[Source records]
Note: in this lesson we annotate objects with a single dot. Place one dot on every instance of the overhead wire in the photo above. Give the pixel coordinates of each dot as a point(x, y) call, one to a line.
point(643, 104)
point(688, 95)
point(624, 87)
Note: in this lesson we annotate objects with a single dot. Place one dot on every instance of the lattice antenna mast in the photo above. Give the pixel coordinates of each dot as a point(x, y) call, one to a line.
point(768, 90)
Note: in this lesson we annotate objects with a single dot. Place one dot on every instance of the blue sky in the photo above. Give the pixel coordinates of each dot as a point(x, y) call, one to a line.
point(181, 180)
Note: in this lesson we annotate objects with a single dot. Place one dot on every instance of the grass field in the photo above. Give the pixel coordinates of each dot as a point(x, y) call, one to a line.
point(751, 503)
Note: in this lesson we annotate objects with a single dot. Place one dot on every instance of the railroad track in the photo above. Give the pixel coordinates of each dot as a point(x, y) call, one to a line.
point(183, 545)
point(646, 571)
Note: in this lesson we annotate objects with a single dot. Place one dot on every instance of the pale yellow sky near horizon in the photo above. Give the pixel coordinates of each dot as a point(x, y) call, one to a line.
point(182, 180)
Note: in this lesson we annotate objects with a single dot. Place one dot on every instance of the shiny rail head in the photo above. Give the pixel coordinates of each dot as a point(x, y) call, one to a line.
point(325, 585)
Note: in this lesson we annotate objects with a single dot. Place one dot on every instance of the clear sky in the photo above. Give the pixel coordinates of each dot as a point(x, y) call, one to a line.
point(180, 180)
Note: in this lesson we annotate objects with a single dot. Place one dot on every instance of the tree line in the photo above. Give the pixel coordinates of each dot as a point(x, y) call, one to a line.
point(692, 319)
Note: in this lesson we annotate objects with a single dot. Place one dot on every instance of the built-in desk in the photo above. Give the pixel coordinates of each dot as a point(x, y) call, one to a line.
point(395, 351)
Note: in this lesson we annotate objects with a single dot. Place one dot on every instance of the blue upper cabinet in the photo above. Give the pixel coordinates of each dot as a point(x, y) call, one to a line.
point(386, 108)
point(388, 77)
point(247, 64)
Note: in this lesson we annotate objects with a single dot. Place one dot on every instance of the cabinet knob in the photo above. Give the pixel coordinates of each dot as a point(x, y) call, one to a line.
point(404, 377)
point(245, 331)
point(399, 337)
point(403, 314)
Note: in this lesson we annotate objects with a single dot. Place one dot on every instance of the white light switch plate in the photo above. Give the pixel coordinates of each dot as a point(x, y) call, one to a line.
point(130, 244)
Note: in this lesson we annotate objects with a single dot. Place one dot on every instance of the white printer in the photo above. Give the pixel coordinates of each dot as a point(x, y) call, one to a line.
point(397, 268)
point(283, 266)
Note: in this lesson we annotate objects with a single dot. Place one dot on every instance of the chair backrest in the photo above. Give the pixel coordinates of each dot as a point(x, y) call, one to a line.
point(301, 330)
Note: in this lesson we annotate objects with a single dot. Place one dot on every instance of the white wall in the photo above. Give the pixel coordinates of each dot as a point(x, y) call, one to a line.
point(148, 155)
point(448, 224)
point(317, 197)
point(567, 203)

■ What to work on ■
Return all of the entries above verbatim, keeping every line and its order unchanged.

■ Output for this exercise ■
Note: in this lesson we annotate objects with a single dot. Place one dot on every instance of the overhead wire in the photo above. Give the pixel coordinates of each dot as a point(x, y) call, one to a line.
point(643, 104)
point(688, 95)
point(624, 87)
Note: in this lesson we annotate objects with a single dot. Place one dot on every instance of the lattice antenna mast in the photo above. Give the pixel coordinates of each dot as a point(x, y) call, one to a line.
point(768, 90)
Note: in this lesson we annotate objects with a single dot. Place one dot on every instance of the blue sky in the photo above. Give the pixel coordinates of each dot as a point(x, y) call, one to a line.
point(181, 180)
Note: in this lesson we annotate objects with a single dot. Place one dot on every instance of the grass field in the photo above. Give the pixel coordinates of each dot as a point(x, y) call, one to a line.
point(751, 503)
Note: in this lesson we annotate objects with a single dot. Place one dot on every instance of the railroad track in the photo above. Give the pixel coordinates of each dot as a point(x, y) call, one to a line.
point(183, 545)
point(646, 571)
Note: in this lesson we annotate objects with a single dot. Place one dot on every instance of the pale yellow sky near horizon in the photo above. Give the pixel coordinates of each dot as a point(x, y) call, one to a line.
point(182, 180)
Note: in this lesson we annotate objects with a single dot. Place one dot on every instance of the shiny rail head in the photo above. Give the pixel coordinates of each dot as a point(x, y) call, one to a line.
point(325, 585)
Note: in this lesson we annotate objects with a single dot. Place one dot on every instance of the clear sky in the photo above. Give the pixel coordinates of each dot as a point(x, y) call, one to a line.
point(180, 180)
Note: in this lesson we annotate objects with a single dot. Place one dot on every instance of the tree line in the photo above. Give the pixel coordinates of each dot as a point(x, y) call, one to a line.
point(692, 319)
Note: in this lesson we annotate objects with a single dot. Place one dot on every instance of the built-in desk in the photo above. Give the pixel coordinates of each dot as a point(x, y) call, one to a line.
point(395, 351)
Note: in this lesson we annotate objects with a single dot. Place one dot on every instance of the blue upper cabinet in the photo above. Give the pixel coordinates of each dot as a point(x, y) call, one to a line.
point(386, 108)
point(388, 77)
point(247, 64)
Note: in this lesson we annotate objects with a single dot. Place one dot on every instance of the cabinet knob in the photo above. Give the pixel coordinates of each dot as a point(x, y) call, one to a line.
point(404, 377)
point(245, 331)
point(399, 337)
point(403, 314)
Note: in this lesson we annotate objects with a single dot. Place one dot on every instance of the white light switch plate in the photo above. Give the pixel coordinates of each dot as a point(x, y) call, one to a line.
point(130, 244)
Note: in this lesson we annotate objects with a single dot. Place one dot on every instance of the white printer in the photo above. Give the pixel coordinates of each dot as a point(x, y) call, one to a line.
point(397, 268)
point(283, 266)
Note: in this lesson we annotate objects with a single dot. Place one dot on every instance of the chair backrest in the photo above. Give the pixel coordinates of each dot as a point(x, y) call, one to a line.
point(301, 330)
Note: in this lesson we annotate objects with a single dot. Place one dot on every instance of the white wall in the photo above. Give the pixel coordinates of each dot as a point(x, y) call, one to a line.
point(148, 155)
point(448, 224)
point(317, 197)
point(567, 203)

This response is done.